■ SUPPLIED RECORDS ■
★ ★ ★ ★ ★
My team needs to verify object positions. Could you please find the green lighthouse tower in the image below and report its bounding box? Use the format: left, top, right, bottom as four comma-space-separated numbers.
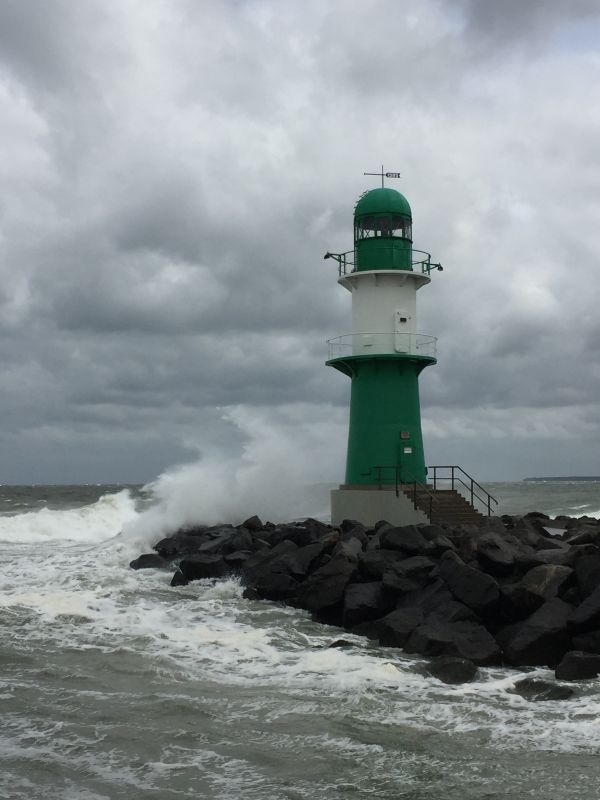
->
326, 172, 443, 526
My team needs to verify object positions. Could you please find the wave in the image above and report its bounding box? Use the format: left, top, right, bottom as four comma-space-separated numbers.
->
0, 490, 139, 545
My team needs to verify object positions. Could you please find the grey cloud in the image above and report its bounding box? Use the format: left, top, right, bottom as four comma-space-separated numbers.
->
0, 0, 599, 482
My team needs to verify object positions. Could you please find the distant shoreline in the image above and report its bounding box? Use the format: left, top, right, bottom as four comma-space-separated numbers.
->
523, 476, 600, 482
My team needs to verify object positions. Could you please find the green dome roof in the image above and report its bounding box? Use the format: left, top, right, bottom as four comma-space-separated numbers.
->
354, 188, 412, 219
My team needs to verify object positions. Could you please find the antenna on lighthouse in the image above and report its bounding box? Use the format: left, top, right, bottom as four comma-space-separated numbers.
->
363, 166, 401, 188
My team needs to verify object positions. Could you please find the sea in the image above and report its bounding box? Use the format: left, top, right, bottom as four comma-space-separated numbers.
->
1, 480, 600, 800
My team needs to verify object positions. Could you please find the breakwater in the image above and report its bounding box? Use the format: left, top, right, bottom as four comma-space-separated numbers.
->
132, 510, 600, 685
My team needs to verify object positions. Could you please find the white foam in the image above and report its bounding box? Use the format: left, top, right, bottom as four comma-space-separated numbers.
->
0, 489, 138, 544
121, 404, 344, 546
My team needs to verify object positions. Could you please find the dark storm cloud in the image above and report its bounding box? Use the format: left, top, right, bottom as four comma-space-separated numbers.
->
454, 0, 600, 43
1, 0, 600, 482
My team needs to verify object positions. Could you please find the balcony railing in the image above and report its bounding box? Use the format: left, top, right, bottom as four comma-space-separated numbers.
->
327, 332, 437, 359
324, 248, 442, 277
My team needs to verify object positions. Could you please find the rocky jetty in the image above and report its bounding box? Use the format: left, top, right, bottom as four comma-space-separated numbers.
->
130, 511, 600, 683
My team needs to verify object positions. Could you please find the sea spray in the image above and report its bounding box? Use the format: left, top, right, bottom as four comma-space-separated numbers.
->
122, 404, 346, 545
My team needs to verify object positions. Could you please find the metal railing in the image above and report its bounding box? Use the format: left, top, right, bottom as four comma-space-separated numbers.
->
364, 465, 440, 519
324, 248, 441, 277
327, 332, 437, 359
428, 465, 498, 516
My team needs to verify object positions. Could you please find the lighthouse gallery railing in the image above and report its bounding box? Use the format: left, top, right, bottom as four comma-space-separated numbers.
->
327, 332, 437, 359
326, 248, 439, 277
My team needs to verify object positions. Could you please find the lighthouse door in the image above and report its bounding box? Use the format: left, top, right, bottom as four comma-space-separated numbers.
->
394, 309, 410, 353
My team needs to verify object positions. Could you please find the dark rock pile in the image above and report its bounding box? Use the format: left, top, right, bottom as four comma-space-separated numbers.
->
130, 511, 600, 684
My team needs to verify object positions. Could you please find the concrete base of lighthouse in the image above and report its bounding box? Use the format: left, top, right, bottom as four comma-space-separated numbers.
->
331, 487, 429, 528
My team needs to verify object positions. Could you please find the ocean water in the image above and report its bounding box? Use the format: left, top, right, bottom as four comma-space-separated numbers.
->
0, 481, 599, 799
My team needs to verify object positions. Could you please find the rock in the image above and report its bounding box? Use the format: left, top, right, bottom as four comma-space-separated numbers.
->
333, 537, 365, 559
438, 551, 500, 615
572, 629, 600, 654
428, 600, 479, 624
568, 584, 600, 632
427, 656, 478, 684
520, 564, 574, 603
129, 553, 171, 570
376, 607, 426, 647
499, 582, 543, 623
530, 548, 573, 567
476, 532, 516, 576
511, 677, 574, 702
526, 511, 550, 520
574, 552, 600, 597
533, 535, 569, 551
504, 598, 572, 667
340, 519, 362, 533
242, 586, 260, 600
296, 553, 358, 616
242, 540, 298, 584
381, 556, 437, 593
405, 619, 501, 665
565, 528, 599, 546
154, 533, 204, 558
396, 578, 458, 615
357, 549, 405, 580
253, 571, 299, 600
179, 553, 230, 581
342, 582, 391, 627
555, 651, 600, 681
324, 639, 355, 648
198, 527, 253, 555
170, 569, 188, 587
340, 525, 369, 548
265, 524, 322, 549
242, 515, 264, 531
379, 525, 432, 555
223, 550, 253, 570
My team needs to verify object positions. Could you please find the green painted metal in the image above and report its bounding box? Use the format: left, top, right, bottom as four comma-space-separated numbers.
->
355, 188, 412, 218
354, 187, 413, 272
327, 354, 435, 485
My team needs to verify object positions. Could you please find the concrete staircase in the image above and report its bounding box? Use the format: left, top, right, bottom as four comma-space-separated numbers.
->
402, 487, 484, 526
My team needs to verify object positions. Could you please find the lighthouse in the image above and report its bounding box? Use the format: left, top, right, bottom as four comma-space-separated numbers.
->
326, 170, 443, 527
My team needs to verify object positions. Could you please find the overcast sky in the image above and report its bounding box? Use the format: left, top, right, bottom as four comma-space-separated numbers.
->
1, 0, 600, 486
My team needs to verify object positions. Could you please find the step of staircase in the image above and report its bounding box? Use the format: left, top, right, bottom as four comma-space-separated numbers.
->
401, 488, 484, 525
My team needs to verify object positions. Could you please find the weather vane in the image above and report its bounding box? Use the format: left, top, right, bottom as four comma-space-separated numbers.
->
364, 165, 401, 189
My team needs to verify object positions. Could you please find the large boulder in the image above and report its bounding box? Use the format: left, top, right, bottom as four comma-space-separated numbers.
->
★ ★ ★ ★ ★
■ TASK STATEMENT ■
Scan the listing for "concrete" and copy out each line that has it.

■ EXPECTED ANSWER ■
My team needs to verify object positions. Could you please find the concrete base of lighthouse in the image above and report its bounding box? Use the format: left, top, right, bottom as four comma-space-separated numbers.
My team needs to verify object positions. Could you please find the concrete staircase in the image above and report its bounding box? Use the format: left, top, right, bottom as four comma-space-separated numbers.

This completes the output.